# EXERCISE OBJECTIVE
An exact copy of every record is needed.
** BEGIN DATA IN THIS EXERCISE **
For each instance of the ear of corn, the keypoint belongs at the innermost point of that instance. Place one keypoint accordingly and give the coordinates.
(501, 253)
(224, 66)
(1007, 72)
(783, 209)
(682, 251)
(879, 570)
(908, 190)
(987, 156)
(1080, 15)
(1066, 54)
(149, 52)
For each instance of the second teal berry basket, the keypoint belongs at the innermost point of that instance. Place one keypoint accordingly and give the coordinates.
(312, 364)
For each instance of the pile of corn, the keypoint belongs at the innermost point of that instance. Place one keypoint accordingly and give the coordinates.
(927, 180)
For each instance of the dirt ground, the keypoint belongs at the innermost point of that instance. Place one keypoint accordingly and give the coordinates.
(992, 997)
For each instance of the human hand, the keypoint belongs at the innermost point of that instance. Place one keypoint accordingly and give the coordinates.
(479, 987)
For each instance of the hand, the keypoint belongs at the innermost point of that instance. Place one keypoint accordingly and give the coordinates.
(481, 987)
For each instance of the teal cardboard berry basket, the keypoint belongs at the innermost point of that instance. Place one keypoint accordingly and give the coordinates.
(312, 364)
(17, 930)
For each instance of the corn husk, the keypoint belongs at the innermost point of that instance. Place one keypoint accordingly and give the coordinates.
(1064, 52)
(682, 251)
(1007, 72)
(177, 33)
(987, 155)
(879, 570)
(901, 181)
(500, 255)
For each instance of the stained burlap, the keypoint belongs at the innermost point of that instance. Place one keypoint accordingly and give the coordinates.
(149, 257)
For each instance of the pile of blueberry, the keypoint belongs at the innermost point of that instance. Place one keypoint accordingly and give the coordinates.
** END DATA IN THIS EXERCISE **
# SOLUTION TO THE EXERCISE
For each instance of the ear of corn, the keypoint belongs at the innermost point of that instance. Place one keypoint accordingly and give the coordinates.
(501, 253)
(224, 66)
(1007, 72)
(783, 209)
(682, 251)
(879, 570)
(908, 190)
(987, 156)
(1080, 15)
(1066, 54)
(149, 52)
For each instance of the second teal berry basket, the keypoint belongs at the innermost point of that instance. Place one keypoint accordingly and give the coordinates.
(312, 364)
For each instance of the pile of corn, the keypoint belongs at the innermost point of that instance. Place one keypoint accordingly and give the coordinates.
(927, 180)
For each instance of the dirt ground, the keypoint belongs at the innermost point of that instance. Place one keypoint accordingly and give the coordinates.
(992, 997)
For each instance of the human hand, the keypoint belongs at the innermost point of that instance. Place one keypoint accordingly and give the coordinates.
(479, 987)
For each instance of the hand, the keypoint belongs at the innermost point of that instance. Place one keypoint accordingly and give the coordinates.
(481, 987)
For each instance of the teal cardboard berry basket, the keypoint belongs at the innermost point of that instance. Place one keypoint accordingly and give the coordinates.
(312, 364)
(17, 930)
For each instance of the corn husk, the keypoint belongs at the innermost point of that instance. Place one keypoint accordingly and give the coordinates.
(1064, 52)
(682, 251)
(1007, 72)
(177, 33)
(987, 155)
(879, 570)
(901, 181)
(500, 255)
For each instance of the stained burlap, the keypoint belongs at the innermost point of that instance. Place one keypoint accordingly and give the coordinates.
(149, 257)
For each instance of the pile of blueberry, the keypoint belongs at the innermost point of that instance. Place one keypoint accordingly and give the coordinates.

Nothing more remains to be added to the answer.